EXERCISE DESCRIPTION
From the line containing "In the photo above, where can the truck bed" to the end of the listing, write out every line exactly; leave out everything else.

INPUT RECORDS

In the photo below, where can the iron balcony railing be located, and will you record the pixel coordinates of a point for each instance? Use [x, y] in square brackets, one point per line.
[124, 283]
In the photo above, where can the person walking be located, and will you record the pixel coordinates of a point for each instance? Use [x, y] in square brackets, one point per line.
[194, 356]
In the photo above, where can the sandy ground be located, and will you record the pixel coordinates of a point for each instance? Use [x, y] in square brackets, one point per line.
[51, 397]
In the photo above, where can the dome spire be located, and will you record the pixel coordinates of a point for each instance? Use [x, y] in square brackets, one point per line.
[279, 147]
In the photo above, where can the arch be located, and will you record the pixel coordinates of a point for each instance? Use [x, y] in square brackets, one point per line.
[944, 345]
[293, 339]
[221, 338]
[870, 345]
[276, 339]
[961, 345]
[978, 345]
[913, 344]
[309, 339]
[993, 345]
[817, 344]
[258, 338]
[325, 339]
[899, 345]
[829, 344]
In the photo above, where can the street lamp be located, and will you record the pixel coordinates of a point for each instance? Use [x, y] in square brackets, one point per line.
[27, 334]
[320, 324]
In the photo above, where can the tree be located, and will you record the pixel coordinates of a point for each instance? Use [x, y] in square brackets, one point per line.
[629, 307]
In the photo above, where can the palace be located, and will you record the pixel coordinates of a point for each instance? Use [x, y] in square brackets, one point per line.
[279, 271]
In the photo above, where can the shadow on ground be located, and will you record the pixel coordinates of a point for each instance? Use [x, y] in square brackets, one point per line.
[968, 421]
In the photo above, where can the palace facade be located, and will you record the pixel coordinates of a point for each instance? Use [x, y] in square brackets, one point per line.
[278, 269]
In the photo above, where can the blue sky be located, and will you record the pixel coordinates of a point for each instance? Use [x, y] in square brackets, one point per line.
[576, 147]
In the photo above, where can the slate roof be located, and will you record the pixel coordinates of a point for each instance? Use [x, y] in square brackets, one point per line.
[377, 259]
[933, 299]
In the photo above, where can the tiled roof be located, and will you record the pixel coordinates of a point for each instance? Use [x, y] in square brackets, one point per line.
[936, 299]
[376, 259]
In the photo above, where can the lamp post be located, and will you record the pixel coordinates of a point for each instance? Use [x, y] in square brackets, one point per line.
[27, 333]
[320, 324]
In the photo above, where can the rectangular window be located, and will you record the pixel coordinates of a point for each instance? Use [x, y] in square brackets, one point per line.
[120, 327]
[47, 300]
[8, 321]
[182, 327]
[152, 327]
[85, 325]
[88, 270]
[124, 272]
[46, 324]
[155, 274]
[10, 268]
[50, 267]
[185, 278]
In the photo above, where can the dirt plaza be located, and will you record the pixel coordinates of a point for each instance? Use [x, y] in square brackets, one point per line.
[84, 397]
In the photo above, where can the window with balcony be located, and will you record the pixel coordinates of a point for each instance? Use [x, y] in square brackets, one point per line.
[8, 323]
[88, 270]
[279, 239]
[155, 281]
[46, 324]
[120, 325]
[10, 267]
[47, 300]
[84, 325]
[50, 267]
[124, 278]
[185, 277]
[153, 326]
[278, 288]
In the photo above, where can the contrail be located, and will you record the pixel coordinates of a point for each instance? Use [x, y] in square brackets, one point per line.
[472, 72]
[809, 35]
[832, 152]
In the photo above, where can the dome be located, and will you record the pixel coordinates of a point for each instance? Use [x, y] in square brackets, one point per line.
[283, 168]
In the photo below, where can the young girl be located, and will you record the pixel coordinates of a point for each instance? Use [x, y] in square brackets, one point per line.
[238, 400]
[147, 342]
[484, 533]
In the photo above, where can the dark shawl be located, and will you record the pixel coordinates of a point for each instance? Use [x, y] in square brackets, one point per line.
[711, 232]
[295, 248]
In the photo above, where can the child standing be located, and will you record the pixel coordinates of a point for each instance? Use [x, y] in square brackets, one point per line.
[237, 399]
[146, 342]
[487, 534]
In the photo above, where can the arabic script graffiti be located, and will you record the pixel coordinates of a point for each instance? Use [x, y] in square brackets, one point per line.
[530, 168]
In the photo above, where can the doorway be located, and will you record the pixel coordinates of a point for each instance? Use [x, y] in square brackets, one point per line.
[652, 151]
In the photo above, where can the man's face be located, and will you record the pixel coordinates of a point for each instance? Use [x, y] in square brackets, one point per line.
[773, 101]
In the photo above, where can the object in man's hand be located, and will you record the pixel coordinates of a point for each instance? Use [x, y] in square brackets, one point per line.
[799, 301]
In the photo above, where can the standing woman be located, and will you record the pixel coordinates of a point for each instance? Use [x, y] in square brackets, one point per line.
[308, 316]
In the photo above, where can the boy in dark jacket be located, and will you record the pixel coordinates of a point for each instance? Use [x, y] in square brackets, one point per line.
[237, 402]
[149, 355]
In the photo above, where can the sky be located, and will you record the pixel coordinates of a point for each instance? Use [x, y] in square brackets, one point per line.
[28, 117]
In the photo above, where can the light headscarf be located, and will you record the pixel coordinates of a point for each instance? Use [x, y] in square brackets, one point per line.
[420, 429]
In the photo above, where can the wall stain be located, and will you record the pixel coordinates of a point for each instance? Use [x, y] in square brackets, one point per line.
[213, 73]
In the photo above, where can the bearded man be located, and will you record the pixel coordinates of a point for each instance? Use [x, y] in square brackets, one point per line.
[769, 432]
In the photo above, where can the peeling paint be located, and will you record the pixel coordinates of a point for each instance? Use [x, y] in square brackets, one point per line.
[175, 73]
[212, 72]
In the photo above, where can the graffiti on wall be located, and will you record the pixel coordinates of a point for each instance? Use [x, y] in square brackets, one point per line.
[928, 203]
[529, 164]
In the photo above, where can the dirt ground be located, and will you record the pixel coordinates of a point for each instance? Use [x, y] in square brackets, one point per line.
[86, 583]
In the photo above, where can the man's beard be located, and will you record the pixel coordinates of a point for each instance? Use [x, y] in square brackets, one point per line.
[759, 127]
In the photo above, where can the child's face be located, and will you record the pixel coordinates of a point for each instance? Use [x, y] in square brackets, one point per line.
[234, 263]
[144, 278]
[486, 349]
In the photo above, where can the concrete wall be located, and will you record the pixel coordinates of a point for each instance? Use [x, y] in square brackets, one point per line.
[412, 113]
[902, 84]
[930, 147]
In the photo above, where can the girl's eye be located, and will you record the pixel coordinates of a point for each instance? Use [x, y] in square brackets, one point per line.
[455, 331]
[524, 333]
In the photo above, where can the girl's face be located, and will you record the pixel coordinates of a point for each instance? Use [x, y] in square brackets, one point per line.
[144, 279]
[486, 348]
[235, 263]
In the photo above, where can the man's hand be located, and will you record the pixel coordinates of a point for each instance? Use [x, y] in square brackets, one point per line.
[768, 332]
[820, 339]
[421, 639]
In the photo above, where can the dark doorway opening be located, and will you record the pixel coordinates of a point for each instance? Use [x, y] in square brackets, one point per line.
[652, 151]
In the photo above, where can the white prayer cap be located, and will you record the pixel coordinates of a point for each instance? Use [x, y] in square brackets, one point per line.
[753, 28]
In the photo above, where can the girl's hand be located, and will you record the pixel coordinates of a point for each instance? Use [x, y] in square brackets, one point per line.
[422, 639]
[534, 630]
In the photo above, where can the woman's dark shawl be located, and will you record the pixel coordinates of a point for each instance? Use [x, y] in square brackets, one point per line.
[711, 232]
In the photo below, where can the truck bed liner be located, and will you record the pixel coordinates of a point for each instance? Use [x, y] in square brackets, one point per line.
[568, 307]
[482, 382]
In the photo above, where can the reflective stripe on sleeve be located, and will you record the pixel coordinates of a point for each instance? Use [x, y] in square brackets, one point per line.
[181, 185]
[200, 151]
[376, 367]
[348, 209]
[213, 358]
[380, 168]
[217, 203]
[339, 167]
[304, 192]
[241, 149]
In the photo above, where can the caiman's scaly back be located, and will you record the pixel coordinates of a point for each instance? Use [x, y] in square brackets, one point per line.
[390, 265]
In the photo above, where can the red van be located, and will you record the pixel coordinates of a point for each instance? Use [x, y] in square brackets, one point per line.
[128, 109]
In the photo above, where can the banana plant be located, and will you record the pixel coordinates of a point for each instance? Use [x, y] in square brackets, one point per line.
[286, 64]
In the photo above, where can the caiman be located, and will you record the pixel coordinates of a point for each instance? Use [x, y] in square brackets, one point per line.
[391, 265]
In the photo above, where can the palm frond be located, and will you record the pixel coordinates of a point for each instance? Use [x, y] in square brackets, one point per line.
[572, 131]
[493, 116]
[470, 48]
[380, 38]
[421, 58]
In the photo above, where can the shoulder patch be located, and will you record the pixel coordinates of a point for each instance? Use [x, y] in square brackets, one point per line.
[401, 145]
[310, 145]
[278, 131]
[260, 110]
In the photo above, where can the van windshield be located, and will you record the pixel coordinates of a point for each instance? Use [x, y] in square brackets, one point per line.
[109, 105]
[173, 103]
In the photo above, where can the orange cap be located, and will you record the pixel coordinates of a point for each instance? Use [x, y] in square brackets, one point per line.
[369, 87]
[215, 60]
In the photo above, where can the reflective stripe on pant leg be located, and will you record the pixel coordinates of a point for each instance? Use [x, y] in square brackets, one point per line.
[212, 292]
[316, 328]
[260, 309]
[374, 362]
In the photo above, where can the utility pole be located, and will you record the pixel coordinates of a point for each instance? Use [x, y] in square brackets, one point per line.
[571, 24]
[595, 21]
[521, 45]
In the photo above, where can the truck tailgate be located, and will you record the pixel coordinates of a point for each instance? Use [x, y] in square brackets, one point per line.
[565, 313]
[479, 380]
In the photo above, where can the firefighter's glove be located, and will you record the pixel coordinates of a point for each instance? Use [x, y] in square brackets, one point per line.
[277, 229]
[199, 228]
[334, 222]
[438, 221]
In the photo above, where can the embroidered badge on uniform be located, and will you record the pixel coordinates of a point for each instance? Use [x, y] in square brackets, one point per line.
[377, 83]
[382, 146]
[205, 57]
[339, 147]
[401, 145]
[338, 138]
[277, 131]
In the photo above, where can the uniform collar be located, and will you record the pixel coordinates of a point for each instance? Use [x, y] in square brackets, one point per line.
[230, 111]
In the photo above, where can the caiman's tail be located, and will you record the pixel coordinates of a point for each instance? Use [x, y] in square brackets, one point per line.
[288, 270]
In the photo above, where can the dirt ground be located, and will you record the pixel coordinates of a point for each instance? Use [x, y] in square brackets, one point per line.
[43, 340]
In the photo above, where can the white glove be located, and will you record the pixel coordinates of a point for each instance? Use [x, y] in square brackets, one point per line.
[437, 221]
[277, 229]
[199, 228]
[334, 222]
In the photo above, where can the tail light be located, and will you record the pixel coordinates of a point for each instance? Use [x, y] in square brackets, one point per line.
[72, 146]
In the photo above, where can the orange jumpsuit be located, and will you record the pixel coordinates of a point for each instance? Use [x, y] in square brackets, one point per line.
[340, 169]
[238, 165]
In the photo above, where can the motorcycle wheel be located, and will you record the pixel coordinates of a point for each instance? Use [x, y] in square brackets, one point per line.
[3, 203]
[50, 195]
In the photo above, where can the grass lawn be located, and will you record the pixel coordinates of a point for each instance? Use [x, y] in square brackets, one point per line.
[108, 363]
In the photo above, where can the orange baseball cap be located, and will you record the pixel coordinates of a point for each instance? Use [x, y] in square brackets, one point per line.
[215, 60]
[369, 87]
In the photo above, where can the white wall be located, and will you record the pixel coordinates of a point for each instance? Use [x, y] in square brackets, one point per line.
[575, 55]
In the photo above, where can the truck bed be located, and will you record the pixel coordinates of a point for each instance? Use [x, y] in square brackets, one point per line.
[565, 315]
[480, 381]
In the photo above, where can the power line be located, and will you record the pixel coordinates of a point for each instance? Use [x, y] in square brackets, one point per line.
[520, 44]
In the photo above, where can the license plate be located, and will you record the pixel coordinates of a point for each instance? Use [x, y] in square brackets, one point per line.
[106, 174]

SOLUTION TO THIS EXERCISE
In the photo above, where can the truck bed be located, and will you record the pixel coordinates of a point for each instance? Use [x, y] in square brackets, one point per line.
[565, 315]
[480, 381]
In the photo above, where can the power line be located, and will you record the pixel coordinates of a point for each instance? Use [x, y] in square brackets, one point per line.
[520, 44]
In the photo above, where can the license plate be located, and will you record the pixel coordinates of a point for each instance? Use [x, y] in square brackets, one point per line.
[106, 174]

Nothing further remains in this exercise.